-- START OF Quoted text --

Some medium format cameras can also use Polaroid backs as well.   I’ve taken a bunch of Fuji peel-apart film, as well as an ever-increasing number of Impossible Project photos on the Mamiya RB67.  You get great results with both types of instant film.  Below are a couple of images shot with the RB67 and Fuji B&W peel-apart film.  Note how much of the image is exposed through this method.

Mamiya RB67 - 90mm f/3.8 - Fuji FP-100B
Mamiya RB67 – 90mm f/3.8 – Fuji FP-100B
Turks & Caicos - Mamiya RB67 - 90mm f/3.8 - Fuji FP-100B
Turks & Caicos – Mamiya RB67 – 90mm f/3.8 – Fuji FP-100B

And finally as a bonus, some medium format cameras make for great props! 🙂

A C330, a D700 & a few lights ;-)
A C330, a D700 & a few lights 😉

Thanks for reading!  You are appreciated!

-Justin

www.goodephotography.biz

PS – MOST of these photos are available as prints.   If you’d like more information on purchasing, contact me at info@goodephotography.biz.

ON A SIDE NOTE: Last year, I was shooting a lot of portraits on B&W through the C330 and I made a stop-motion video promoting our business. The video consists of hundreds of images detailing part of the process of shooting, developing, scanning & retouching film portraits.  The music is by Curt Bisquera; a ridiculously talented drummer/musician that I met a few years ago through my brother.  The song “Pimp D” has a cool, west-coast vibe.  If you haven’t seen the video before, it’s worth checking out on the larger size through YouTube.

[youtube http://www.youtube.com/watch?v=3HqxznGOgF0&w=480&h=300]

0 Thoughts on “The Beauty & Advantage of Using Medium Format Film”

  • Great post! I’m in love with MF (as you know). Two other benefits that 35mm film shooters may not be aware of are these 1) grain is less apparent when shooting higher speed films in medium format. The appearance of grain is inversely related to the size of the negative. The bigger the negative, the less apparent the grain. 2) the tonal range of any given film is more apparent. Again, it relates to the size of the negative. Here, the apparent tonal range is directly proportionate to the size of the negative: the large the negative, the more subtle the tones.

    One final thought: the pictures in your post are BEAUTIFUL! You really know how to shoot with shallow DOF and isolate the subject. Great work!

  • Gorgeous images! I just started shooting medium format and I love it. Still trying to get the hang of it. I love how it slows you down and forces you to be more mindful of the act of making the photo.

  • Thanks for the post, Justin! I’ve also become a complete medium format convert in the last few years and my gateway drug was definitely the Mamiya C330. Though I’ve added quite a few to the collection since then, the Mamiya will always be my first love — and recently I’ve given her a little facelift with a new rangefinder focusing screen, which totally rules.

    Anyway, glad to discover your blog and hope you have a wonderful week!

-- END OF Quoted text --
-- START OF Information shown --

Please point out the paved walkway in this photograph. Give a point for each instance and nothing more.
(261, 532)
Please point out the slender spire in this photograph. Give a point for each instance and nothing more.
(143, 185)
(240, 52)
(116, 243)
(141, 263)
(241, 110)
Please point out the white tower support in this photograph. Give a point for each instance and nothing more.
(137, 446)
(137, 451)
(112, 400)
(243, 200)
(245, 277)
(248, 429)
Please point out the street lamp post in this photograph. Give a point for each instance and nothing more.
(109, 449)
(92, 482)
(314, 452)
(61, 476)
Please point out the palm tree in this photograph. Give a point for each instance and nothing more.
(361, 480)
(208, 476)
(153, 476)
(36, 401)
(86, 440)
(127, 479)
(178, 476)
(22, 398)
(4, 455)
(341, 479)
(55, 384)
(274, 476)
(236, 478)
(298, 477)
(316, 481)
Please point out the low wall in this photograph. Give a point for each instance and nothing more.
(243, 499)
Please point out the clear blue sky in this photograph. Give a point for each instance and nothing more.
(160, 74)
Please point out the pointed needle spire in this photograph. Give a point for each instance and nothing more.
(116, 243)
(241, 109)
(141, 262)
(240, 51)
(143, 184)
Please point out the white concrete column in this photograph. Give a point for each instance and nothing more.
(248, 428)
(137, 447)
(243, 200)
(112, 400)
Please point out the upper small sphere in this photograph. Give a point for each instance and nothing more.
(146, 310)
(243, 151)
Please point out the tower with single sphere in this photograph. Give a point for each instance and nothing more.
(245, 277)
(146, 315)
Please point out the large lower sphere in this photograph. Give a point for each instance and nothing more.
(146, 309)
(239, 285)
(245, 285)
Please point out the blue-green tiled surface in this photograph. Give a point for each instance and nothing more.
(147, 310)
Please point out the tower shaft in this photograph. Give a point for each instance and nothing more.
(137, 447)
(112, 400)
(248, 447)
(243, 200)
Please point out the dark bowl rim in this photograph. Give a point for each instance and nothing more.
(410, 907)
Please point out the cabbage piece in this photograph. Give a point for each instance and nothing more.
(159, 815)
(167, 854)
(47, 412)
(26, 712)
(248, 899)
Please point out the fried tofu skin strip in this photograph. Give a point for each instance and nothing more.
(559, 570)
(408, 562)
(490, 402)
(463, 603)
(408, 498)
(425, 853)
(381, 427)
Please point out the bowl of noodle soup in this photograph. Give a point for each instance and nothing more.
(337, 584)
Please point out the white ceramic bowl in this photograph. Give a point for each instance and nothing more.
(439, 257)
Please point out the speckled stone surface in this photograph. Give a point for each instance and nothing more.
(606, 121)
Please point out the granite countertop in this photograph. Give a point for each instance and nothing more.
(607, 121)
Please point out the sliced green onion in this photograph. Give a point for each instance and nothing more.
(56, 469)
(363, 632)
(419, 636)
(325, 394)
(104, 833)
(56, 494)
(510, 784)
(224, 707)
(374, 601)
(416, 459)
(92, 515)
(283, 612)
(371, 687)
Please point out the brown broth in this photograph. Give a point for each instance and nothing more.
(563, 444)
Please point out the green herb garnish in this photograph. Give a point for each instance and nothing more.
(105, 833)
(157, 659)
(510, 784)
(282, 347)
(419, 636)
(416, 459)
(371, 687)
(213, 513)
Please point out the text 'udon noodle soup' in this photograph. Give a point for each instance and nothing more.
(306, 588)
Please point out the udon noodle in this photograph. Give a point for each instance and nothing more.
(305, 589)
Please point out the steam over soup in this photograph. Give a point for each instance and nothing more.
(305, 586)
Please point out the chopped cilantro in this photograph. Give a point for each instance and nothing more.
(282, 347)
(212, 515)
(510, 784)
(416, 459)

-- END OF Information shown --

→ Problem 1:
Can you sum up the medium format film post in two sentences?
→ Problem 2:
Could you write out the medium format film post between "0 Thoughts on" and "subject. Great work!", inclusive?
The records aren't needed for any of this.

→ Written answer 1:
Some medium format cameras can use Polaroid backs, and the author has shot Fuji peel-apart and Impossible Project instant film on the Mamiya RB67 with great results. The author also made a stop-motion video promoting the business that shows shooting, developing, scanning and retouching black-and-white film portraits, and commenters praise the photos and note that medium format makes grain less apparent and tonal range more apparent.

→ Written answer 2:
0 Thoughts on “The Beauty & Advantage of Using Medium Format Film”

  • Great post! I’m in love with MF (as you know). Two other benefits that 35mm film shooters may not be aware of are these 1) grain is less apparent when shooting higher speed films in medium format. The appearance of grain is inversely related to the size of the negative. The bigger the negative, the less apparent the grain. 2) the tonal range of any given film is more apparent. Again, it relates to the size of the negative. Here, the apparent tonal range is directly proportionate to the size of the negative: the large the negative, the more subtle the tones.

    One final thought: the pictures in your post are BEAUTIFUL! You really know how to shoot with shallow DOF and isolate the subject. Great work!